[BRIEF 1] Reproduce the passage of the terror financing report excerpt that runs from "Saudi Arabia tops the list of countries with maximum convictions" up to and including "for G20 leaders.", word for word.
[BRIEF 2] Pick up the article on terror financing where it stops and write its next part.

[EXCERPTED TEXT]
........

Saudi Arabia tops the list of countries with maximum convictions in terror financing cases, followed by the US, Turkey, Algeria & France.

Written by Shruti Srivastava | New Delhi |
November 19, 2015 1:49:58 am

As part of a global crackdown on terrorists and their financiers, India is reported to have frozen assets of 37 entities and clamped down on funding worth €3,00,000 up to August this year, says a report on terror financing prepared by the Financial Action Task Force for G20 leaders.

Saudi Arabia tops the list of countries with maximum number of convictions achieved in terror financing cases, followed by the US, Turkey, Algeria and France. Two specific instances involving India include a report of an ongoing investigation of Hizb-ul-Mujahideen (HM), which has allegedly been receiving funds “originating from Pakistan through different channels in support of its terrorist activities in India”. HM, which has been designated a terrorist organisation by India, the US and the EU, had reportedly raised over Rs 800 million over the past eight years.


The FATF report specifically cites funds raised in other countries also being reportedly transferred or diverted to trusts and front organisations of HM in Pakistan. “Once the money reached India, it was distributed through various conduits across multiple locations to the active terrorists and families of killed HM terrorists”.

According to an October report by the FATF, an inter-governmental body established in 1989 which monitors the progress of its members in reviewing money laundering and terrorist financing techniques and counter-measures, the banking sector was “extensively” used for transfer of funds for terrorist activities while funds were also moved via money value transfer services, mainly to “financially support members of active and killed militants of the organisation, including family members.” India had reported that the HM allegedly incurs expenditure on mobile communication, medical treatment of militants, arms and ammunition, clothing and other military equipment. In the second case, India has reported that it has investigated a criminal conspiracy involving nine persons, including a US citizen and a Canadian citizen who cooperated with members of Lashkar-E-Taiba (LeT) and Harkat-ul-Jihad al-Islami (HuJI), both designated terrorist organisations. The modus operandi in this case entailed the terrorists receiving legitimate cash in euro and US dollars along with fake Indian and Pakistan currency from sympathisers.

........

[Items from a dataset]
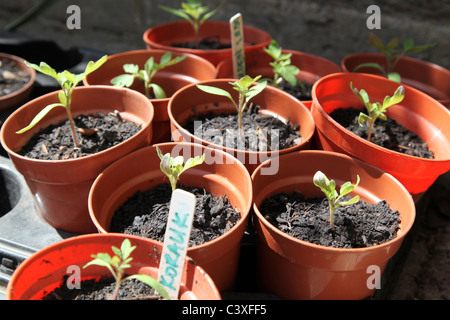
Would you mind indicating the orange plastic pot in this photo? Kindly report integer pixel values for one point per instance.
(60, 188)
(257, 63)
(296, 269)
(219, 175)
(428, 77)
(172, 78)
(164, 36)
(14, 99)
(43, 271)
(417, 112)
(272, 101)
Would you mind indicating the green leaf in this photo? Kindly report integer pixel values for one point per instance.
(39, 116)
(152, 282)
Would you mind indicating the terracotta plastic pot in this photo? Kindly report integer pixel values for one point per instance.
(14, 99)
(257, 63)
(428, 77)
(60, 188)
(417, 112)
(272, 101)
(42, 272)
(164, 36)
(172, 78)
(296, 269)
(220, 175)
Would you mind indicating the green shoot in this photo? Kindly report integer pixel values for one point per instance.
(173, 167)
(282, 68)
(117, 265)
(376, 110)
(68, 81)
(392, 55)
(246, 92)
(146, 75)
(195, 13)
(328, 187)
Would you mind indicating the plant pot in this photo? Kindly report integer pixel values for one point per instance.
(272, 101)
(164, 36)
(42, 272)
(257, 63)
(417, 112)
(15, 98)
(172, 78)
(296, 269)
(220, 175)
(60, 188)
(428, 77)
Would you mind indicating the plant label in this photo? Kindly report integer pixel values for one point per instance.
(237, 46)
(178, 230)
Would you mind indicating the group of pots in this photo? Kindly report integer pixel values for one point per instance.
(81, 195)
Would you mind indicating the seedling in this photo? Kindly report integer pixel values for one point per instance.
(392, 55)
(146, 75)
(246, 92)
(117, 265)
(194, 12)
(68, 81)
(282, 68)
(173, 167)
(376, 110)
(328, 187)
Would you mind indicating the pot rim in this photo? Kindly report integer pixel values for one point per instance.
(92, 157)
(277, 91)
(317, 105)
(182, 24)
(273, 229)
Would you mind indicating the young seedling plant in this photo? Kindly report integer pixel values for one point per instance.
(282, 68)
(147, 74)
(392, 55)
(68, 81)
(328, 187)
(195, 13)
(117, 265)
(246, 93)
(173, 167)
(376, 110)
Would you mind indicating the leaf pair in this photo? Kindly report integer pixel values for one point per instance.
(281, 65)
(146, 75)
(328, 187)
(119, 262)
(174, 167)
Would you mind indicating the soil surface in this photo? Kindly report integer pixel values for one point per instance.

........

[WRITTEN REPLY 1]
Saudi Arabia tops the list of countries with maximum convictions in terror financing cases, followed by the US, Turkey, Algeria & France.

Written by Shruti Srivastava | New Delhi |
November 19, 2015 1:49:58 am

As part of a global crackdown on terrorists and their financiers, India is reported to have frozen assets of 37 entities and clamped down on funding worth €3,00,000 up to August this year, says a report on terror financing prepared by the Financial Action Task Force for G20 leaders.

[WRITTEN REPLY 2]
“On one occasion, the defendant received $25,000 (around Rs 16.5 lakh) to establish an immigration office in Mumbai, which was, in fact, a cover for his travel and maintenance, while carrying out the reconnaissance of potential targets for attacks by LeT. This individual also received sufficient high quality fake Indian counterfeit currency notes for use in India,” India has reported to the FATF, in an apparent reference to the case involving David Headley and Tahawwur Hussain Rana. Apart from conducting exploring vital installations in India and Denmark to carry out terrorist attacks on behalf of terrorist organisations LeT and Huji, the funds were used to make videos to support future attacks by LeT and HuJI.The latest FATF report dated November 16 comes in wake of terror attacks in Paris on Friday last week. “The FATF conducted an urgent review of 194 jurisdictions in the global anti-money laundering and counter terror financing network to determine whether they have implemented key measures to cut off terrorism-related finance,” the report said.

In the 12-page report, the FATF has found that while almost all jurisdictions have criminalised terrorist financing as distinct offence, very few jurisdictions have obtained convictions for such acts.